§ Work to do
Set out the material below, from the line with "Note: point out the wooden support" to the line with "point(42, 142)", as a Markdown table with the columns No. and Text, one numbered row per line and blank lines omitted.

§ Data shown
--- --- ---
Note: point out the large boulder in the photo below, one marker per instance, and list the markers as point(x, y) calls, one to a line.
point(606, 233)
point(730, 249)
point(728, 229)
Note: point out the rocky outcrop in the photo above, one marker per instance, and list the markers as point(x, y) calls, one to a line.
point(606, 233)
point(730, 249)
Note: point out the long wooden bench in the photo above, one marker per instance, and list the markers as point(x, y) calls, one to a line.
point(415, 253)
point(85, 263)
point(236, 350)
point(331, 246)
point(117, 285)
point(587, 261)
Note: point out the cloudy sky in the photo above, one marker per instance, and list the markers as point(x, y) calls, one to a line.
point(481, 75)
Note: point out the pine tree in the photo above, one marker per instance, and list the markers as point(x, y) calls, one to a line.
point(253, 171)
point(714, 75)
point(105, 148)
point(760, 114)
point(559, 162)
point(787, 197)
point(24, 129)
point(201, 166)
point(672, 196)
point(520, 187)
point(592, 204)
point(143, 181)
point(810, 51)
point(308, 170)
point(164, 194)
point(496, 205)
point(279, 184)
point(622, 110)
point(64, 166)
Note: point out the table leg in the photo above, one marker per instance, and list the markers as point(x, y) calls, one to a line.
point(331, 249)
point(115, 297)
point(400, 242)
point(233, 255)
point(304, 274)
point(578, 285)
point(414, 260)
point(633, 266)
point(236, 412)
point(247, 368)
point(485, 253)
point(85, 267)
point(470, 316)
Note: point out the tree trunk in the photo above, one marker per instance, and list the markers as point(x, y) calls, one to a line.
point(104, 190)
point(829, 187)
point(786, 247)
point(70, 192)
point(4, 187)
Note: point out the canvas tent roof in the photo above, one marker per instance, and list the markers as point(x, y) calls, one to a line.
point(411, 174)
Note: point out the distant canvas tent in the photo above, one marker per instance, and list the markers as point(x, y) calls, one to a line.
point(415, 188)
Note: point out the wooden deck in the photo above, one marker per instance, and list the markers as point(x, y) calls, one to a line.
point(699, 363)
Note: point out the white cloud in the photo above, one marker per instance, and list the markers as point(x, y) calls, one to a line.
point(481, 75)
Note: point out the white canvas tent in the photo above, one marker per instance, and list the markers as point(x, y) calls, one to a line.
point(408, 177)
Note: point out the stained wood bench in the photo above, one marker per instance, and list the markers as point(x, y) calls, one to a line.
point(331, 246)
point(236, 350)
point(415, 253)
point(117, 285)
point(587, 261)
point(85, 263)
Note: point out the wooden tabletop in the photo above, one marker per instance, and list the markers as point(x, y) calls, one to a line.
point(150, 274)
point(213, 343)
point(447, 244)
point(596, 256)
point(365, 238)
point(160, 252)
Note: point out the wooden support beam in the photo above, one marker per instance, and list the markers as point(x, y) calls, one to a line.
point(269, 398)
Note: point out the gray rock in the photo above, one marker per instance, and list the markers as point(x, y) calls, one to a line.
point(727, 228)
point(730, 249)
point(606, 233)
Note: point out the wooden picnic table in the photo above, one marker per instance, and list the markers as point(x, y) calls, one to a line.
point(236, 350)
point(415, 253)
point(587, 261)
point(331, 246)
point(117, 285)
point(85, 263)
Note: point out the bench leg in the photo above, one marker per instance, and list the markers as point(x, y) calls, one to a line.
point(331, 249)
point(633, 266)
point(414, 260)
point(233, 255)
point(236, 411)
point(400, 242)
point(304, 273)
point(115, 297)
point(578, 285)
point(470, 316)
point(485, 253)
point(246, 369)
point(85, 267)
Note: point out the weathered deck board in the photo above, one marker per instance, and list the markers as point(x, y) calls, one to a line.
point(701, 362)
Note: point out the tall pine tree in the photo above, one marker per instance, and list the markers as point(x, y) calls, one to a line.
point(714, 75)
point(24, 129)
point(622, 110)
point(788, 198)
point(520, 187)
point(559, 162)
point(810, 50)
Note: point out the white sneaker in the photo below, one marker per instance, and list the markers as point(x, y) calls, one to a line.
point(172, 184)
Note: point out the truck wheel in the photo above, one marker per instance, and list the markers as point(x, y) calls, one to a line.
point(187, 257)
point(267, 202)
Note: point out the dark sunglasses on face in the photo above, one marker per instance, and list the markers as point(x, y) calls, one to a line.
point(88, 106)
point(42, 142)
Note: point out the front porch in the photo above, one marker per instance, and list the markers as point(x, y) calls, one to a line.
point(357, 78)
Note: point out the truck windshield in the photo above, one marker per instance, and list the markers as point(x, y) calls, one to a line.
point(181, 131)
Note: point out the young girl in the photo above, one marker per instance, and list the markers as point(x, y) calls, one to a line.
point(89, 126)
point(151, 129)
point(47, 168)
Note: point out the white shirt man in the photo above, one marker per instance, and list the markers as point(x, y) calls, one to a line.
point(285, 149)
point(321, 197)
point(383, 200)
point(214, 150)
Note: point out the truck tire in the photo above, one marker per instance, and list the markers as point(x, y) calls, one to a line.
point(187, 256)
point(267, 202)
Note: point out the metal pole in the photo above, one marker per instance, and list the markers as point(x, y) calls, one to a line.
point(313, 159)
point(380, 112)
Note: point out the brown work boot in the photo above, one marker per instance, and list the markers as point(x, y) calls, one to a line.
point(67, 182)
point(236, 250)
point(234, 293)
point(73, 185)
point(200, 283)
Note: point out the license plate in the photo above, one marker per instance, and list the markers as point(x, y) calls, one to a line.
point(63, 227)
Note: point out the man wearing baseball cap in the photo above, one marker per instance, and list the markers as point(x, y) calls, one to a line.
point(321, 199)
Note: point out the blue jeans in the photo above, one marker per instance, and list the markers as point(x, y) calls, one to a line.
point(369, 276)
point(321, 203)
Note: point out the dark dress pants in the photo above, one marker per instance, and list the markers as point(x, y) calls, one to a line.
--- --- ---
§ Solution for this exercise
| No. | Text |
|---|---|
| 1 | Note: point out the wooden support beam in the photo above, one marker per instance, and list the markers as point(x, y) calls, one to a line. |
| 2 | point(269, 398) |
| 3 | Note: point out the gray rock in the photo above, one marker per instance, and list the markers as point(x, y) calls, one to a line. |
| 4 | point(727, 228) |
| 5 | point(730, 249) |
| 6 | point(606, 233) |
| 7 | Note: point out the wooden picnic table in the photo above, one marker per instance, and list the markers as point(x, y) calls, one to a line. |
| 8 | point(236, 350) |
| 9 | point(415, 253) |
| 10 | point(587, 261) |
| 11 | point(331, 246) |
| 12 | point(117, 285) |
| 13 | point(85, 263) |
| 14 | Note: point out the bench leg in the photo above, one marker per instance, and list the markers as point(x, y) calls, one to a line. |
| 15 | point(331, 249) |
| 16 | point(633, 266) |
| 17 | point(414, 260) |
| 18 | point(233, 255) |
| 19 | point(236, 411) |
| 20 | point(400, 242) |
| 21 | point(304, 273) |
| 22 | point(115, 297) |
| 23 | point(578, 285) |
| 24 | point(470, 316) |
| 25 | point(485, 253) |
| 26 | point(246, 369) |
| 27 | point(85, 267) |
| 28 | Note: point out the weathered deck board in the photo above, one marker per instance, and list the markers as point(x, y) calls, one to a line. |
| 29 | point(701, 362) |
| 30 | Note: point out the tall pine tree in the photo above, one marker per instance, and list the markers as point(x, y) calls, one to a line. |
| 31 | point(714, 75) |
| 32 | point(24, 129) |
| 33 | point(622, 110) |
| 34 | point(788, 198) |
| 35 | point(520, 187) |
| 36 | point(559, 162) |
| 37 | point(810, 50) |
| 38 | Note: point out the white sneaker in the photo below, one marker per instance, and list the markers as point(x, y) calls, one to a line. |
| 39 | point(172, 184) |
| 40 | Note: point out the truck wheel in the photo above, one marker per instance, and list the markers as point(x, y) calls, one to a line. |
| 41 | point(187, 257) |
| 42 | point(267, 202) |
| 43 | Note: point out the dark sunglasses on face in the photo above, one marker per instance, and list the markers as point(x, y) calls, one to a line. |
| 44 | point(88, 106) |
| 45 | point(42, 142) |